— BEGIN TEXT SEGMENT —

JSON Format: The Complete Technical Guide
JSON (JavaScript Object Notation) is a lightweight, text-based data interchange format. Specified in RFC 8259 (2017) and ECMA-404 (2nd edition, 2017), JSON is derived from JavaScript object literal syntax but is language-independent — virtually every programming language has JSON parsing and serialization libraries. JSON has become the dominant data format for web APIs, configuration files, and data storage, supplanting XML in most new web development contexts.
Historical Context
JSON was formalized by Douglas Crockford around 2001 and popularized through json.org. The format is essentially a subset of JavaScript's object and array literals. Crockford noted that JSON already existed implicitly — JavaScript developers were using eval() to parse JavaScript object literals sent from servers. Formalizing it as a separate format enabled cross-language use. The first major standardization was RFC 4627 (2006). RFC 8259 (2017) supersedes earlier RFCs and is the current standard, aligned with ECMA-404.

— END TEXT SEGMENT —

## TASK TO CARRY OUT
In the JSON guide, which document was the first major standardization of the format?

— BEGIN DATASET EXTRACT —

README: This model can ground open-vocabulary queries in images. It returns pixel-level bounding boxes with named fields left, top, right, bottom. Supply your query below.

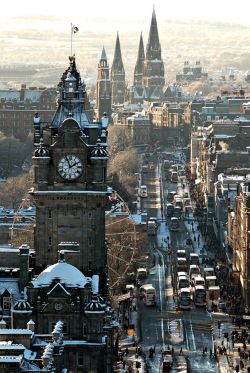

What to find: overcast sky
left=0, top=0, right=250, bottom=25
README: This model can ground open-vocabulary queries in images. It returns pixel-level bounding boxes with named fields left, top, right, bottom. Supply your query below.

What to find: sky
left=0, top=0, right=250, bottom=25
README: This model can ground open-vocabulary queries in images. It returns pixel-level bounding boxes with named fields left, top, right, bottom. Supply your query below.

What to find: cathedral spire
left=146, top=8, right=161, bottom=59
left=111, top=33, right=126, bottom=104
left=101, top=46, right=107, bottom=60
left=111, top=32, right=124, bottom=73
left=134, top=33, right=145, bottom=87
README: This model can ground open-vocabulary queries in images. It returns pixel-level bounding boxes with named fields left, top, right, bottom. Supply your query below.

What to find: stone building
left=0, top=57, right=118, bottom=373
left=96, top=47, right=111, bottom=120
left=111, top=33, right=126, bottom=105
left=0, top=84, right=56, bottom=139
left=232, top=180, right=250, bottom=307
left=176, top=61, right=208, bottom=82
left=130, top=9, right=165, bottom=102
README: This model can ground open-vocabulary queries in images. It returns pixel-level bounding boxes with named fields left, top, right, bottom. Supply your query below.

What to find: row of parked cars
left=176, top=250, right=220, bottom=309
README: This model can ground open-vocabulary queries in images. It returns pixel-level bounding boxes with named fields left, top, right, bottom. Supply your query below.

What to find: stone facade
left=0, top=84, right=56, bottom=139
left=96, top=47, right=111, bottom=120
left=232, top=181, right=250, bottom=307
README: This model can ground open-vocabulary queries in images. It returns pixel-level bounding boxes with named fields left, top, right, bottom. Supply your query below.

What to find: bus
left=194, top=285, right=207, bottom=307
left=208, top=286, right=220, bottom=310
left=140, top=185, right=148, bottom=198
left=147, top=220, right=157, bottom=236
left=175, top=197, right=183, bottom=210
left=174, top=206, right=182, bottom=219
left=189, top=264, right=200, bottom=281
left=176, top=250, right=187, bottom=258
left=166, top=203, right=174, bottom=218
left=170, top=171, right=178, bottom=183
left=189, top=253, right=200, bottom=265
left=136, top=267, right=148, bottom=286
left=167, top=191, right=177, bottom=203
left=194, top=275, right=205, bottom=287
left=140, top=284, right=156, bottom=306
left=203, top=267, right=215, bottom=278
left=178, top=288, right=191, bottom=309
left=177, top=275, right=189, bottom=290
left=206, top=276, right=217, bottom=289
left=177, top=258, right=187, bottom=272
left=170, top=217, right=180, bottom=232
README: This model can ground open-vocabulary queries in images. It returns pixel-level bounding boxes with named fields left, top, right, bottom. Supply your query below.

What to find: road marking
left=189, top=319, right=196, bottom=351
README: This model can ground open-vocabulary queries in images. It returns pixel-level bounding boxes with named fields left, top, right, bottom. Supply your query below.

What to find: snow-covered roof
left=0, top=278, right=21, bottom=301
left=0, top=329, right=34, bottom=336
left=0, top=355, right=23, bottom=364
left=31, top=261, right=92, bottom=288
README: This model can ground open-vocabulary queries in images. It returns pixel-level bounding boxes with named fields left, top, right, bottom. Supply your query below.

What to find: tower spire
left=101, top=45, right=107, bottom=60
left=111, top=32, right=124, bottom=72
left=111, top=32, right=126, bottom=104
left=134, top=32, right=145, bottom=87
left=146, top=7, right=161, bottom=59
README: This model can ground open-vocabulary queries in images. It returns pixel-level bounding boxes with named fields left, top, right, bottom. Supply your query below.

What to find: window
left=77, top=352, right=84, bottom=367
left=3, top=297, right=11, bottom=310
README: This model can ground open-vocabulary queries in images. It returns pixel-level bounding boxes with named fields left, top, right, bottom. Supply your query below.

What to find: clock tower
left=30, top=56, right=108, bottom=288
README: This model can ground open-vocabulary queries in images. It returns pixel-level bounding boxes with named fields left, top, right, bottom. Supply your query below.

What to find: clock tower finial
left=30, top=56, right=108, bottom=294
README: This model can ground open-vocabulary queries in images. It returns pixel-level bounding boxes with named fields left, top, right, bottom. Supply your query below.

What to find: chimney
left=27, top=320, right=35, bottom=332
left=19, top=244, right=30, bottom=290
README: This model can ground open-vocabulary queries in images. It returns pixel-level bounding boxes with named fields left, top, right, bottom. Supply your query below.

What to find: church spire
left=111, top=33, right=126, bottom=104
left=101, top=46, right=107, bottom=61
left=146, top=8, right=161, bottom=59
left=134, top=33, right=145, bottom=87
left=111, top=32, right=124, bottom=73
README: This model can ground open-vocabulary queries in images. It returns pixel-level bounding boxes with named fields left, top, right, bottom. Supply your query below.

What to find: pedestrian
left=171, top=347, right=174, bottom=356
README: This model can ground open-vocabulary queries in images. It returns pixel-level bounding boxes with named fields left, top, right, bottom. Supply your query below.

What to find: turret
left=134, top=34, right=145, bottom=87
left=111, top=33, right=125, bottom=104
left=96, top=47, right=111, bottom=120
left=143, top=9, right=165, bottom=100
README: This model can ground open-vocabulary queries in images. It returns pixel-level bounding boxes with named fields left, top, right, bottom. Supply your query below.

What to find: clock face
left=58, top=155, right=83, bottom=180
left=54, top=302, right=63, bottom=311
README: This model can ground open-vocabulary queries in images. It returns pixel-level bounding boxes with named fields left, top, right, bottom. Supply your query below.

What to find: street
left=138, top=155, right=218, bottom=372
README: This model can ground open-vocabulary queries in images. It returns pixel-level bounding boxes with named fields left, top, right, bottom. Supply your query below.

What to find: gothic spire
left=134, top=33, right=145, bottom=87
left=101, top=46, right=107, bottom=60
left=146, top=8, right=161, bottom=60
left=111, top=32, right=125, bottom=73
left=135, top=32, right=145, bottom=69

— END DATASET EXTRACT —

## TASK OUTPUT
RFC 4627, from 2006.